::: RECORDS TO PROCESS

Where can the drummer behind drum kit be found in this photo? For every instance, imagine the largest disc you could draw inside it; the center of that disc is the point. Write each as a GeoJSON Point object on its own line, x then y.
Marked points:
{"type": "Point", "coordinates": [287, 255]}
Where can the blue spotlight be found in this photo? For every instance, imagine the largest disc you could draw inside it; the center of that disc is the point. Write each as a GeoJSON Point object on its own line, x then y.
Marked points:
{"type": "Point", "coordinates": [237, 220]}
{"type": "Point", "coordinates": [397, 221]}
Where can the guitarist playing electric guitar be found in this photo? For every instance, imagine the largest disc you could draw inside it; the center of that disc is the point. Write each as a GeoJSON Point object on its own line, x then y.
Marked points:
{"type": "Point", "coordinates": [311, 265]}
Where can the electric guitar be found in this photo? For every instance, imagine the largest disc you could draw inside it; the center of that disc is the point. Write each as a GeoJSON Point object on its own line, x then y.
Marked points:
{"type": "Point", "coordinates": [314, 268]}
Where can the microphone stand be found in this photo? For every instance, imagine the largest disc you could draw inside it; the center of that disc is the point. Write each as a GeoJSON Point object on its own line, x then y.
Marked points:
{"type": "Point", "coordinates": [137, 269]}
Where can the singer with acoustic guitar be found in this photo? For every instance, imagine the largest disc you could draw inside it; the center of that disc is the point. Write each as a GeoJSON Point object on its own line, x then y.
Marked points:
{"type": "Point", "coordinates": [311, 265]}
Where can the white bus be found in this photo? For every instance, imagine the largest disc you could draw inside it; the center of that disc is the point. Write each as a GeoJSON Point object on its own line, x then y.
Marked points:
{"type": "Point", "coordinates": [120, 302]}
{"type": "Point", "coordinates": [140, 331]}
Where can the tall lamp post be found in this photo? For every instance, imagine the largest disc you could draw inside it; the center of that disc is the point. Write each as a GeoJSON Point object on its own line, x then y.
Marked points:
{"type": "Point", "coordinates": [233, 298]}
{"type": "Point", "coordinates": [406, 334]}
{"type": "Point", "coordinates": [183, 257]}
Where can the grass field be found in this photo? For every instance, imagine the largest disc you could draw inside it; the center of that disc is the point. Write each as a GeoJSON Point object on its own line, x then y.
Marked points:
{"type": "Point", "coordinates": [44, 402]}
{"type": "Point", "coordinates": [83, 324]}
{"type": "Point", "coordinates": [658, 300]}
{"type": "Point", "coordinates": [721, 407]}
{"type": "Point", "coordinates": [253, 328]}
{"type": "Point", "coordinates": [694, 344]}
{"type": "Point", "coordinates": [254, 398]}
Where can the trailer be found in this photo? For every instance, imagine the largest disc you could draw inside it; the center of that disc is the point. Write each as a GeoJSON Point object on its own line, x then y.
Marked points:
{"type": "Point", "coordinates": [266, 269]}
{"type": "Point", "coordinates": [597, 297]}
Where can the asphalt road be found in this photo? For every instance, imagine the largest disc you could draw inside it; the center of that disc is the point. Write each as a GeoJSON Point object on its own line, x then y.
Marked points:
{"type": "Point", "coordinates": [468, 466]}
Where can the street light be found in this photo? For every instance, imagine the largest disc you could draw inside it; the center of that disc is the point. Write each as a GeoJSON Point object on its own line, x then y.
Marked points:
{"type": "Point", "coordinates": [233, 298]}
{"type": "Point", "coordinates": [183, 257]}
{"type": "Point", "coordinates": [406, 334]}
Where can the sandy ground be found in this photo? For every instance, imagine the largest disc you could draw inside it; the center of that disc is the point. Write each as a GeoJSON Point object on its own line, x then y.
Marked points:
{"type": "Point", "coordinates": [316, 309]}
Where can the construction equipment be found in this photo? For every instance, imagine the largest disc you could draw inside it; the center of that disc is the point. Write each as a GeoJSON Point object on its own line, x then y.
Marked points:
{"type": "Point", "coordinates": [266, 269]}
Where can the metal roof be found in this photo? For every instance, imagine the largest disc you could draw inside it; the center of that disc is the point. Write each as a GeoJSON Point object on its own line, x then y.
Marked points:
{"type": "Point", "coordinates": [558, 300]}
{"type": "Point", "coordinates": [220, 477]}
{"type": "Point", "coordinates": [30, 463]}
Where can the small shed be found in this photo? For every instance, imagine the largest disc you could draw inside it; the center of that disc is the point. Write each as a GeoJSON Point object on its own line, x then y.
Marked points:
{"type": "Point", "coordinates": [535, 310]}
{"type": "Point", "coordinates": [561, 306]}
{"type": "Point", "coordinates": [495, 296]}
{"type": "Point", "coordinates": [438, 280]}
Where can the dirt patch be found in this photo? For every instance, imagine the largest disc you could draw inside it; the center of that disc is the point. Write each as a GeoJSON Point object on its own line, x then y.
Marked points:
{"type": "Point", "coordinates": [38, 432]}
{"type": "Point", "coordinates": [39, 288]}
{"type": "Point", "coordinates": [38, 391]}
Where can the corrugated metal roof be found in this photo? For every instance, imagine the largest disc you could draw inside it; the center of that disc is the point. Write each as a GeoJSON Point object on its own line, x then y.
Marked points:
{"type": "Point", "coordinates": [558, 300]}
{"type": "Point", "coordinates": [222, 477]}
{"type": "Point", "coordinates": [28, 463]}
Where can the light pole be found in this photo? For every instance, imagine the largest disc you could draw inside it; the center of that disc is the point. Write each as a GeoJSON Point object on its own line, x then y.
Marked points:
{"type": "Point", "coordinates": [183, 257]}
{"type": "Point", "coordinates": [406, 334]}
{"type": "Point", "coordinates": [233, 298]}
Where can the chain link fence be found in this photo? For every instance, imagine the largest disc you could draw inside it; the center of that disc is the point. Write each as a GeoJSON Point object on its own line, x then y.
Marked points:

::::::

(TASK STATEMENT)
Copy all of the entries above word for word, keeping every line break where it is.

(TASK SOLUTION)
Where can the drummer behind drum kit be found in this photo? For every instance, imagine the largest disc you could draw inside it; the center of that disc is the point. Write each as a GeoJSON Point object on its own line, x then y.
Marked points:
{"type": "Point", "coordinates": [287, 255]}
Where can the blue spotlight be found in this photo? For every instance, imagine the largest disc you could draw inside it; the center of that disc is the point. Write each as a GeoJSON Point object on its own line, x then y.
Marked points:
{"type": "Point", "coordinates": [237, 220]}
{"type": "Point", "coordinates": [397, 221]}
Where can the guitarist playing electric guitar be found in this photo? For every instance, imagine the largest disc you could draw inside it; the center of that disc is the point. Write each as a GeoJSON Point object on its own line, x then y.
Marked points:
{"type": "Point", "coordinates": [311, 265]}
Where can the electric guitar be found in this photo? For every instance, imagine the largest disc you could draw inside it; the center of that disc is the point. Write each as a GeoJSON Point object on its own line, x then y.
Marked points:
{"type": "Point", "coordinates": [314, 268]}
Where can the microphone stand be found in this photo? For every instance, imagine the largest disc you could draw inside it; the center of that disc is the point. Write each as a GeoJSON Point object on its own line, x then y.
Marked points:
{"type": "Point", "coordinates": [137, 269]}
Where can the singer with acoustic guitar be found in this photo? For every instance, imagine the largest disc you could draw inside it; the center of that disc is the point. Write each as a GeoJSON Point object on its own line, x then y.
Marked points:
{"type": "Point", "coordinates": [311, 265]}
Where can the white bus be found in this photo? For every instance, imagine the largest disc you could draw inside it; the center of that disc is the point. Write each as a GeoJSON Point object on its own line, x then y.
Marked points:
{"type": "Point", "coordinates": [120, 302]}
{"type": "Point", "coordinates": [140, 331]}
Where can the tall lamp post be found in this photo? For every instance, imagine the largest disc you could draw inside it; the center of that disc is the point. Write each as a GeoJSON Point object on its own line, x then y.
Marked points:
{"type": "Point", "coordinates": [233, 298]}
{"type": "Point", "coordinates": [406, 334]}
{"type": "Point", "coordinates": [183, 257]}
Where can the grass field be found in this photo? For every instance, imagine the largest disc you could draw inside it; the center of that disc is the point. Write each as a GeoJSON Point object on its own line, x then y.
Marked points:
{"type": "Point", "coordinates": [44, 402]}
{"type": "Point", "coordinates": [83, 324]}
{"type": "Point", "coordinates": [658, 300]}
{"type": "Point", "coordinates": [721, 407]}
{"type": "Point", "coordinates": [253, 328]}
{"type": "Point", "coordinates": [694, 344]}
{"type": "Point", "coordinates": [254, 398]}
Where can the trailer be found in this photo? For every instance, imagine the largest disc you could draw inside it; the center of that disc is the point. Write each as a GeoJSON Point object on its own line, x then y.
Marked points:
{"type": "Point", "coordinates": [266, 269]}
{"type": "Point", "coordinates": [597, 297]}
Where can the asphalt road be found in this photo? For every instance, imagine the largest disc you could draw inside it; the center of that disc is the point. Write each as a GeoJSON Point object on its own line, x then y.
Marked points:
{"type": "Point", "coordinates": [468, 466]}
Where can the street light be found in this photo? For every instance, imagine the largest disc you could draw inside it; the center of that disc is the point. Write each as a GeoJSON Point object on its own line, x then y.
Marked points:
{"type": "Point", "coordinates": [233, 298]}
{"type": "Point", "coordinates": [183, 257]}
{"type": "Point", "coordinates": [406, 334]}
Where can the sandy ground be found in this photo? For every instance, imagine the largest disc you could draw inside it; the center of that disc is the point. Write each as a GeoJSON Point object on its own line, x then y.
Marked points:
{"type": "Point", "coordinates": [316, 309]}
Where can the construction equipment be found in this photo? For every instance, imagine the largest disc you could draw inside it; the center of that disc is the point. Write each as a GeoJSON Point object on its own line, x then y.
Marked points:
{"type": "Point", "coordinates": [266, 269]}
Where can the metal roof be found in this photo? For every instance, imagine the largest disc you could draw inside it; the center of that disc is the point. Write each as a GeoJSON Point object on its own line, x then y.
Marked points:
{"type": "Point", "coordinates": [558, 300]}
{"type": "Point", "coordinates": [220, 477]}
{"type": "Point", "coordinates": [30, 463]}
Where can the small shed be found in this photo? For every instance, imagine the largest disc you could draw inside it; the center of that disc is the point. Write each as a GeoJSON Point object on its own line, x then y.
Marked points:
{"type": "Point", "coordinates": [535, 310]}
{"type": "Point", "coordinates": [561, 306]}
{"type": "Point", "coordinates": [495, 296]}
{"type": "Point", "coordinates": [438, 280]}
Where can the dirt patch be found in this photo? For every instance, imagine the largest disc you could draw inside it; the center of that disc is the point. Write each as a GeoJSON Point object on its own line, x then y.
Marked points:
{"type": "Point", "coordinates": [38, 432]}
{"type": "Point", "coordinates": [39, 288]}
{"type": "Point", "coordinates": [38, 391]}
Where can the corrugated metal roof be found in this photo? For every instance, imagine the largest disc you could draw inside it; the center of that disc is the point. Write each as a GeoJSON Point object on its own line, x then y.
Marked points:
{"type": "Point", "coordinates": [558, 300]}
{"type": "Point", "coordinates": [222, 477]}
{"type": "Point", "coordinates": [28, 463]}
Where can the light pole be found in this photo? For every instance, imagine the largest disc you could draw inside it; the center of that disc is the point. Write each as a GeoJSON Point object on its own line, x then y.
Marked points:
{"type": "Point", "coordinates": [183, 257]}
{"type": "Point", "coordinates": [406, 334]}
{"type": "Point", "coordinates": [233, 298]}
Where can the chain link fence be found in this photo? For every instance, imagine the largest disc you could draw inside it; the center of that disc is the point. Write each as a GeoJSON Point object on its own line, x then y.
Marked points:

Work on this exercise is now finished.